__What the task requires__: The entries below are to be written out again without alteration.

>> Begin Extracted entries

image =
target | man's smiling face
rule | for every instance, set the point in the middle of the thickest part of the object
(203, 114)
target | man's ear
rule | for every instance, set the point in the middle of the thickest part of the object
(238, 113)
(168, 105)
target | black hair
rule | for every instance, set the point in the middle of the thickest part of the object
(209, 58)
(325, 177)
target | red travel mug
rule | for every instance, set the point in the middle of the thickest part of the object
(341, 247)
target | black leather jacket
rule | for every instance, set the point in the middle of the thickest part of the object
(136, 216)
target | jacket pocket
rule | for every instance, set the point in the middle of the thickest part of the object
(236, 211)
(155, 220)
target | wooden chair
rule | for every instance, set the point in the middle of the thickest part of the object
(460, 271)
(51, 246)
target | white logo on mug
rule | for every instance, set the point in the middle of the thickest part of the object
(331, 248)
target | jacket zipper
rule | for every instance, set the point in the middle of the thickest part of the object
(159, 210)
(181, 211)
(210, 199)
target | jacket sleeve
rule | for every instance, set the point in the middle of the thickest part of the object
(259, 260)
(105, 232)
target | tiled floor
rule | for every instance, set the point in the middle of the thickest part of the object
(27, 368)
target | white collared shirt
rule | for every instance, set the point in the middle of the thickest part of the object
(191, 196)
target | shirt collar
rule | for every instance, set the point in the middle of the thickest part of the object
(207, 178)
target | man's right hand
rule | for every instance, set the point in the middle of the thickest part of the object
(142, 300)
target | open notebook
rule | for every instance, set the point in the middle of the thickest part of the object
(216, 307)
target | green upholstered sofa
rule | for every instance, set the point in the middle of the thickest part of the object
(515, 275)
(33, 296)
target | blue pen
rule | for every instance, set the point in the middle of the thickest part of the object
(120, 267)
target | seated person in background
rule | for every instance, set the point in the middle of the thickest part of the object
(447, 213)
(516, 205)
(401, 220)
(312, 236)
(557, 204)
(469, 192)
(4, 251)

>> End Extracted entries

__Full output__:
image =
target | man's smiling face
rule | for every instance, set the point in the middle of the thickest part of the object
(203, 114)
target | man's ear
rule | for every instance, set the point in the middle of the thickest part of the object
(238, 113)
(168, 105)
target | black hair
rule | for every instance, set the point in the middle of the thickest part of the object
(209, 58)
(325, 177)
target | red travel mug
rule | for every instance, set the point in the middle of the thickest part of the object
(341, 247)
target | black leather jacket
rule | for every instance, set the point in the middle of the thickest part of the object
(136, 216)
target | jacket pocket
rule | for every instance, set the point in the middle of the thickest part of the object
(236, 211)
(155, 220)
target | wooden chair
rule | for every instance, set the point in the middle of the thickest part of the object
(460, 271)
(51, 246)
target | white logo on mug
rule | for every instance, set the point in the middle of the thickest part of the object
(331, 248)
target | jacket zipper
rule | for every instance, set the point in the middle of the thickest part of the object
(159, 210)
(181, 211)
(210, 199)
target | jacket sleeve
rule | for every instance, set the point in the middle of the thickest part of the object
(259, 260)
(105, 232)
target | tiled floor
rule | for every instance, set the point in the middle of the thickest part of the object
(27, 368)
target | white collared shirt
rule | for every instance, set the point in the middle of the thickest part of the object
(191, 196)
target | shirt collar
rule | for every instance, set the point in the middle of the thickest part of the object
(207, 178)
target | man's right hand
rule | for every instance, set the point in the middle of the thickest part of the object
(142, 300)
target | open notebook
rule | for every instance, set the point in the middle of the thickest part of the object
(216, 307)
target | green upholstered sofa
rule | for every instance, set the point in the middle of the thickest part of the object
(515, 275)
(33, 296)
target | blue pen
rule | for every instance, set the point in the middle of the thickest part of the object
(120, 267)
target | seated person in background
rule | for every instance, set the point in the middle of the thickest part of the object
(447, 213)
(516, 205)
(401, 220)
(312, 236)
(557, 204)
(469, 192)
(4, 251)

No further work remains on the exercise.